[start of DATA ENTRIES]
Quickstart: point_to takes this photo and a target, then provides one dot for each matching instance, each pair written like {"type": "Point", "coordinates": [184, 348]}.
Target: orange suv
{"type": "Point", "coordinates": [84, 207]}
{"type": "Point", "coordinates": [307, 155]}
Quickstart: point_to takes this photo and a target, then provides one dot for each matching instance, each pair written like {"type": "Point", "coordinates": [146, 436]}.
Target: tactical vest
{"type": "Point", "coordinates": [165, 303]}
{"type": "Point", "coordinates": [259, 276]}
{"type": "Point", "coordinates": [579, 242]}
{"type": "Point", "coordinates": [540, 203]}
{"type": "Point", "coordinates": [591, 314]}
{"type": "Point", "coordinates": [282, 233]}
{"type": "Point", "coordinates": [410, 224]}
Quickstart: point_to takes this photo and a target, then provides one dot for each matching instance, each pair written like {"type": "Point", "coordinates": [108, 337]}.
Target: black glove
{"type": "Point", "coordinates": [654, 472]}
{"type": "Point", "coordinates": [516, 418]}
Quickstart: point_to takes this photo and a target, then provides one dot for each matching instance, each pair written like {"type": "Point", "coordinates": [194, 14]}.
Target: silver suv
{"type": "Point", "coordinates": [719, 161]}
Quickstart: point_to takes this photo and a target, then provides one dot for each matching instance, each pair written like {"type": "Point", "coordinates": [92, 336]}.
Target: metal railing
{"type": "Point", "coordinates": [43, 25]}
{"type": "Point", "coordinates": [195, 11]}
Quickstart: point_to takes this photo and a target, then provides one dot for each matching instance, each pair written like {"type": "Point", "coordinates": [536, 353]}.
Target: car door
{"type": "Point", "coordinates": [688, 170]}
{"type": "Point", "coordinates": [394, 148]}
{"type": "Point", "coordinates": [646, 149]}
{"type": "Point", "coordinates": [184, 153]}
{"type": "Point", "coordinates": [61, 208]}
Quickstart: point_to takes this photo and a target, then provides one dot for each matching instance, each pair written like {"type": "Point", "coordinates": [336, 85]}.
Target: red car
[end of DATA ENTRIES]
> [GIVEN REQUEST]: Please output the entire listing exactly as it stands.

> [PROBLEM SOLUTION]:
Quickstart: point_to takes this photo and a target, then provides one dot for each matching instance, each pair written like {"type": "Point", "coordinates": [184, 348]}.
Target: orange suv
{"type": "Point", "coordinates": [84, 207]}
{"type": "Point", "coordinates": [307, 155]}
Quickstart: point_to takes this photo and a target, then provides one dot for each matching instance, each pair written like {"type": "Point", "coordinates": [146, 436]}.
Target: tactical vest
{"type": "Point", "coordinates": [165, 303]}
{"type": "Point", "coordinates": [259, 276]}
{"type": "Point", "coordinates": [579, 242]}
{"type": "Point", "coordinates": [540, 203]}
{"type": "Point", "coordinates": [591, 314]}
{"type": "Point", "coordinates": [282, 233]}
{"type": "Point", "coordinates": [410, 224]}
Quickstart: point_to takes this photo and a target, then provides one dot for each matching instance, each pair written like {"type": "Point", "coordinates": [108, 337]}.
Target: black glove
{"type": "Point", "coordinates": [654, 472]}
{"type": "Point", "coordinates": [516, 418]}
Quickstart: point_to takes this photo and a target, then provides one dot for each matching instance, each pair written like {"type": "Point", "coordinates": [194, 14]}.
Target: silver suv
{"type": "Point", "coordinates": [719, 161]}
Quickstart: point_to takes this photo and a target, then provides one dot for each matching instance, each pair written like {"type": "Point", "coordinates": [92, 336]}.
Target: metal railing
{"type": "Point", "coordinates": [43, 25]}
{"type": "Point", "coordinates": [195, 11]}
Quickstart: point_to takes this photo and a target, then provides one dot for each matching instance, each pair written like {"type": "Point", "coordinates": [536, 353]}.
Target: car door
{"type": "Point", "coordinates": [688, 170]}
{"type": "Point", "coordinates": [394, 148]}
{"type": "Point", "coordinates": [646, 149]}
{"type": "Point", "coordinates": [184, 153]}
{"type": "Point", "coordinates": [61, 208]}
Quickstart: point_to takes this photo and a target, then provides one dot for each matching instance, each pair written like {"type": "Point", "coordinates": [336, 85]}.
Target: red car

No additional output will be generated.